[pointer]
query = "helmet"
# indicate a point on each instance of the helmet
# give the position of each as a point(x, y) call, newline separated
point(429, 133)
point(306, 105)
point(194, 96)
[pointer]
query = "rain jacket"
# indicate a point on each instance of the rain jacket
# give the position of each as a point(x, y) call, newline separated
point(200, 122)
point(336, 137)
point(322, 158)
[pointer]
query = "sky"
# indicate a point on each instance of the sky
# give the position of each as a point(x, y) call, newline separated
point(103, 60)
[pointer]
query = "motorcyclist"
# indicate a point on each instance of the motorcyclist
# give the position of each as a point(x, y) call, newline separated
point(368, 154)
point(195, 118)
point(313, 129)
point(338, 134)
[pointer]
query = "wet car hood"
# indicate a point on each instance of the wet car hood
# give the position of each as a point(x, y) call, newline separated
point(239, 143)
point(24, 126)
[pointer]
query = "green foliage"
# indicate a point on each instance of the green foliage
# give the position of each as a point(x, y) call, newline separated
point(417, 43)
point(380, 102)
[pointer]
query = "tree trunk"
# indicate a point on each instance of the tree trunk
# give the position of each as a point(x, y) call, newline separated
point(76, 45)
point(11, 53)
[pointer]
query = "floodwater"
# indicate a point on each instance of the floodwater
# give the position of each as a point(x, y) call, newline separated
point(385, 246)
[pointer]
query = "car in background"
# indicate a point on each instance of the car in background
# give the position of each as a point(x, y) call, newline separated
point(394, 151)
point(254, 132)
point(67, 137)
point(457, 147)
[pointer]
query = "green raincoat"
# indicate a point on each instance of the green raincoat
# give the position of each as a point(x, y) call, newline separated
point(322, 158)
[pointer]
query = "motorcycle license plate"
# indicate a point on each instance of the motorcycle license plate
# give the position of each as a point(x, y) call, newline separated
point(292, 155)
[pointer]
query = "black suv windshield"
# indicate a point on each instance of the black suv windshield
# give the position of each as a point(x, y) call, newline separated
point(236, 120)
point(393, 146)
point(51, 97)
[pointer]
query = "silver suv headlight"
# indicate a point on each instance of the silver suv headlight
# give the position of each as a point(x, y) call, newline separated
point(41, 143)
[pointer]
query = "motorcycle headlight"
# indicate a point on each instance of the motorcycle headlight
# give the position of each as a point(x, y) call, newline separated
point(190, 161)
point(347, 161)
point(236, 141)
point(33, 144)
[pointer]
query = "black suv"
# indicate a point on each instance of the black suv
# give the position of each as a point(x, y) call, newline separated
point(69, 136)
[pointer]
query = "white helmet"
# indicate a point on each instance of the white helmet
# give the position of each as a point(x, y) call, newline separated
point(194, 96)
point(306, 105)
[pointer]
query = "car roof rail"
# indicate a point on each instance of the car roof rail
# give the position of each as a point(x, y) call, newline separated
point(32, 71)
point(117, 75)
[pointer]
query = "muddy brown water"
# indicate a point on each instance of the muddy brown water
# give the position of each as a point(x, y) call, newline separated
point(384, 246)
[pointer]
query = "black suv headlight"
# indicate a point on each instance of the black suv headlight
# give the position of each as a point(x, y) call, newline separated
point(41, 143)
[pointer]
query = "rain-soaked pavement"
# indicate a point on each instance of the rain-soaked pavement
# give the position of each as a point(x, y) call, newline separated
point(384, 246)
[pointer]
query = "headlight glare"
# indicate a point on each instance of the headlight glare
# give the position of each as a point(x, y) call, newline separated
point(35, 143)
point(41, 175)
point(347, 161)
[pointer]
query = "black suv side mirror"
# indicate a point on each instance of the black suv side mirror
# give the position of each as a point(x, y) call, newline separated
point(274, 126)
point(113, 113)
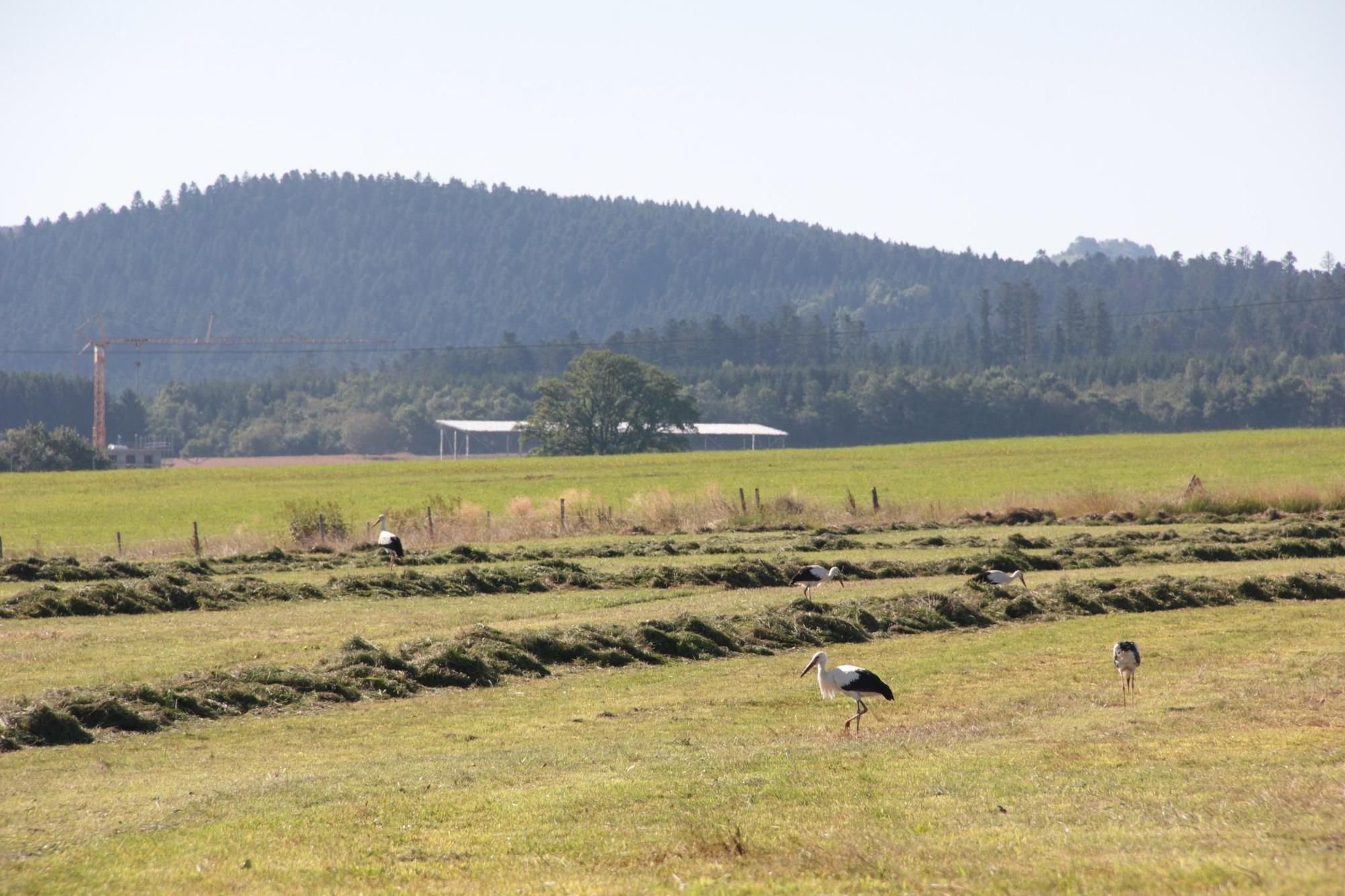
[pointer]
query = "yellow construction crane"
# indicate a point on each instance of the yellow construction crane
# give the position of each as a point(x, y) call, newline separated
point(100, 358)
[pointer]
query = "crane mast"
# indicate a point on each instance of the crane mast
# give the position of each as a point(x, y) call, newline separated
point(100, 358)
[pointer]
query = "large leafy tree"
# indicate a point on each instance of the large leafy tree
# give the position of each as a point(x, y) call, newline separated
point(611, 404)
point(33, 448)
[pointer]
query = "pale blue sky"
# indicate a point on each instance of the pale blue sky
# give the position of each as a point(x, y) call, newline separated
point(1003, 127)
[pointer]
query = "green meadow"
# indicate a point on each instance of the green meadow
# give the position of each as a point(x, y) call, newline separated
point(154, 510)
point(1007, 763)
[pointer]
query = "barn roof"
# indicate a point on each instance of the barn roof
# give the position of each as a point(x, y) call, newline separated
point(699, 430)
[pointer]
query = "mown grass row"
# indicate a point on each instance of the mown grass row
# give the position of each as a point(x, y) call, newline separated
point(71, 569)
point(486, 655)
point(185, 585)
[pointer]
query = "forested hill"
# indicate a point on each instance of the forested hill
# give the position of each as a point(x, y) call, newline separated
point(428, 263)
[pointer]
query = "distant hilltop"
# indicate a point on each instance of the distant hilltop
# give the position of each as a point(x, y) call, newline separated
point(1086, 247)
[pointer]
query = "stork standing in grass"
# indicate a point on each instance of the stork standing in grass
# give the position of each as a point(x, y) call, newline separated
point(1125, 655)
point(389, 542)
point(852, 681)
point(997, 577)
point(813, 576)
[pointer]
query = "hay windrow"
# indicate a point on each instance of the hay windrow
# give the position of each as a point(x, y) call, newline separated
point(485, 655)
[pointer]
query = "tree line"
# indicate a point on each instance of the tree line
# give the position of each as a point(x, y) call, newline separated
point(455, 264)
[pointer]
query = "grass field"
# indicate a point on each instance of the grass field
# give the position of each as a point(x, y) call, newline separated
point(83, 512)
point(1007, 762)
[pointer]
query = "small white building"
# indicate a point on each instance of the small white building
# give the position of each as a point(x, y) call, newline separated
point(504, 436)
point(128, 458)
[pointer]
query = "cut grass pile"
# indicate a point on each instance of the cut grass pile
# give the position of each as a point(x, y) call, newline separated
point(184, 585)
point(486, 655)
point(1246, 473)
point(1005, 764)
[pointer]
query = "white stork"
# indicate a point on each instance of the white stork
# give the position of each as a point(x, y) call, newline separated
point(997, 577)
point(389, 542)
point(813, 576)
point(852, 681)
point(1125, 655)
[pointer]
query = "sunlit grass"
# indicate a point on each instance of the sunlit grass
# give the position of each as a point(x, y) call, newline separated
point(1005, 764)
point(244, 507)
point(41, 654)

══════════

» GIVEN REQUEST
Render every line of the entries above as a numbered list, skipping blank lines, and leave the pictures out of your answer.

» FULL ANSWER
1. [pointer]
2. query = "helmet"
3. # indicate a point on each instance of the helmet
4. # give the position of each as a point(x, y) call, newline separated
5. point(429, 133)
6. point(306, 105)
7. point(194, 96)
8. [pointer]
9. query = "rain jacket"
10. # indicate a point on each instance of the rain jacket
11. # give the position of each as a point(x, y) call, newline separated
12. point(200, 122)
13. point(336, 137)
14. point(322, 158)
15. [pointer]
16. query = "sky"
17. # indicate a point on each instance of the sky
18. # give the position of each as a point(x, y) call, newline separated
19. point(103, 60)
20. [pointer]
21. query = "motorcyclist"
22. # indicate a point on each instance of the motorcyclist
23. # give the position of each as a point(x, y) call, newline separated
24. point(368, 154)
25. point(195, 118)
26. point(313, 129)
27. point(338, 134)
28. [pointer]
29. query = "wet car hood"
30. # indicate a point on each instance of the wet car hood
31. # give the position of each as a point(x, y) call, newline separated
32. point(239, 143)
33. point(24, 126)
34. [pointer]
35. query = "green foliage"
36. # indicate a point on each instance of the green foliage
37. # give the position of each as a point(x, y) call, newline separated
38. point(417, 43)
39. point(380, 102)
40. [pointer]
41. query = "tree trunk"
42. # indicate a point on each instance of the tree trunk
43. # give the position of each as a point(x, y) call, newline separated
44. point(76, 45)
45. point(11, 53)
46. [pointer]
47. query = "floodwater"
48. # indicate a point on each instance of the floodwater
49. # give the position of each as a point(x, y) call, newline separated
50. point(385, 246)
51. [pointer]
52. query = "car in background"
53. # indicate a point on each instance of the car in background
54. # give the position of each as a point(x, y) call, newline separated
55. point(394, 151)
56. point(254, 132)
57. point(67, 137)
58. point(457, 147)
59. [pointer]
60. query = "green raincoat"
61. # indicate a point on each instance of the green raincoat
62. # give the position of each as a point(x, y) call, newline separated
63. point(322, 158)
64. [pointer]
65. query = "motorcycle license plate"
66. # indicate a point on each instance of the motorcycle license plate
67. # give the position of each as a point(x, y) call, newline separated
68. point(292, 155)
69. [pointer]
70. query = "black suv windshield"
71. # indicate a point on each instance of the black suv windshield
72. # give the position of each as a point(x, y) call, newline separated
73. point(236, 120)
74. point(393, 146)
75. point(51, 97)
76. [pointer]
77. query = "silver suv headlight"
78. # indicate a point on each instance of the silver suv headlight
79. # give the position of each as a point(x, y) call, newline separated
80. point(41, 143)
81. [pointer]
82. query = "motorcycle headlight"
83. # indicate a point on each instance of the motorcycle headlight
84. # give the position of each as a point(x, y) call, newline separated
85. point(190, 161)
86. point(347, 161)
87. point(236, 141)
88. point(33, 144)
89. [pointer]
90. query = "black suv"
91. # indicate a point on each instance of the black suv
92. # give the position of each as a point(x, y) call, newline separated
93. point(69, 136)
94. [pointer]
95. query = "white helmet"
96. # indicate a point on each instance of the white helmet
97. # give the position of each as a point(x, y) call, newline separated
98. point(194, 96)
99. point(306, 105)
100. [pointer]
101. query = "car roof rail"
102. # indicate a point on each instance of the car roof rail
103. # give the position of each as a point(x, y) call, newline separated
104. point(32, 71)
105. point(117, 75)
106. [pointer]
107. query = "muddy brown water"
108. # indicate a point on each instance of the muddy brown water
109. # give the position of each as a point(x, y) call, newline separated
110. point(384, 246)
111. [pointer]
112. query = "black suv headlight"
113. # indicate a point on each instance of the black suv headlight
114. # give the position of each as a point(x, y) call, newline separated
115. point(41, 143)
116. [pointer]
117. query = "rain-soaked pavement"
118. # indicate a point on each instance of the rain-soaked pavement
119. # give the position of each as a point(x, y) call, newline separated
120. point(384, 246)
121. [pointer]
122. query = "headlight glare"
123. # indicate a point on each instance of the headlight glare
124. # give the position of each as a point(x, y) call, newline separated
125. point(35, 143)
126. point(41, 175)
127. point(347, 161)
128. [pointer]
129. query = "black suv side mirror"
130. # indicate a point on each instance of the black suv side mirror
131. # give the position of each as a point(x, y) call, newline separated
132. point(274, 126)
133. point(113, 113)
134. [pointer]
135. query = "yellow construction crane"
136. # indicate a point on each instance of the yellow construction crane
137. # give the position of each as a point(x, y) call, newline separated
138. point(100, 358)
139. [pointer]
140. query = "crane mast"
141. # indicate a point on each instance of the crane mast
142. # give the position of each as a point(x, y) call, newline separated
143. point(100, 358)
144. [pointer]
145. query = "large leafy tree"
146. # indicate a point on each instance of the large leafy tree
147. # give the position of each as a point(x, y) call, newline separated
148. point(611, 404)
149. point(33, 448)
150. [pointer]
151. query = "pale blue sky"
152. # indicate a point on each instance of the pale blue sky
153. # give the position of each as a point(x, y) call, newline separated
154. point(1003, 127)
155. [pointer]
156. query = "green meadow"
157. # indicate a point on each instance of the green meadow
158. # give the position of each as a point(x, y) call, newline separated
159. point(154, 510)
160. point(1007, 763)
161. [pointer]
162. query = "barn roof"
163. # indicate a point on each instance of the barn roof
164. # give the position of each as a point(x, y) call, newline separated
165. point(699, 430)
166. [pointer]
167. query = "mown grass row"
168. # indicate a point on each instance of the mown grass row
169. # give the position of each as a point(x, y) call, newline separated
170. point(71, 569)
171. point(486, 655)
172. point(185, 585)
173. [pointer]
174. query = "forested hill"
175. # indicate a point on each instance of the forested hill
176. # give the position of each as a point(x, y) call, newline separated
177. point(428, 263)
178. [pointer]
179. query = "distant hilltop"
180. # indicate a point on each instance of the distant hilltop
181. # give the position of each as a point(x, y) call, newline separated
182. point(1086, 247)
183. [pointer]
184. query = "stork standing in grass"
185. # indicate a point on each instance of the stork standing in grass
186. # give the position of each as a point(x, y) call, newline separated
187. point(1125, 655)
188. point(389, 542)
189. point(852, 681)
190. point(997, 577)
191. point(813, 576)
192. [pointer]
193. query = "hay windrow"
194. # indicate a point on each instance of the hay windrow
195. # give the position of each as a point(x, y) call, newline separated
196. point(485, 655)
197. [pointer]
198. query = "tree line"
199. # indicate a point on each instance of the tree line
200. # give the position of each as a point(x, y) call, newline separated
201. point(455, 264)
202. [pointer]
203. query = "grass field"
204. # indicate a point on each instance of the grass field
205. # give the position of each as a point(x, y) call, newline separated
206. point(83, 512)
207. point(1007, 762)
208. [pointer]
209. query = "small white building"
210. # indicate a point on each instance of the small white building
211. # give the position of each as a point(x, y) call, newline separated
212. point(504, 436)
213. point(128, 458)
214. [pointer]
215. query = "cut grass pile"
216. # indicate a point on each instance of the cut grass pile
217. # give the position of each as a point(x, y) call, newline separated
218. point(184, 585)
219. point(486, 655)
220. point(1246, 473)
221. point(1005, 764)
222. [pointer]
223. query = "white stork"
224. # indicate a point on each instance of the white stork
225. # give the position of each as a point(x, y) call, newline separated
226. point(997, 577)
227. point(389, 542)
228. point(813, 576)
229. point(852, 681)
230. point(1125, 655)
231. [pointer]
232. query = "sunlit grass"
233. # indicate a point on each instance of the sunlit grass
234. # give the position of each as a point(x, y) call, newline separated
235. point(1005, 764)
236. point(244, 507)
237. point(41, 654)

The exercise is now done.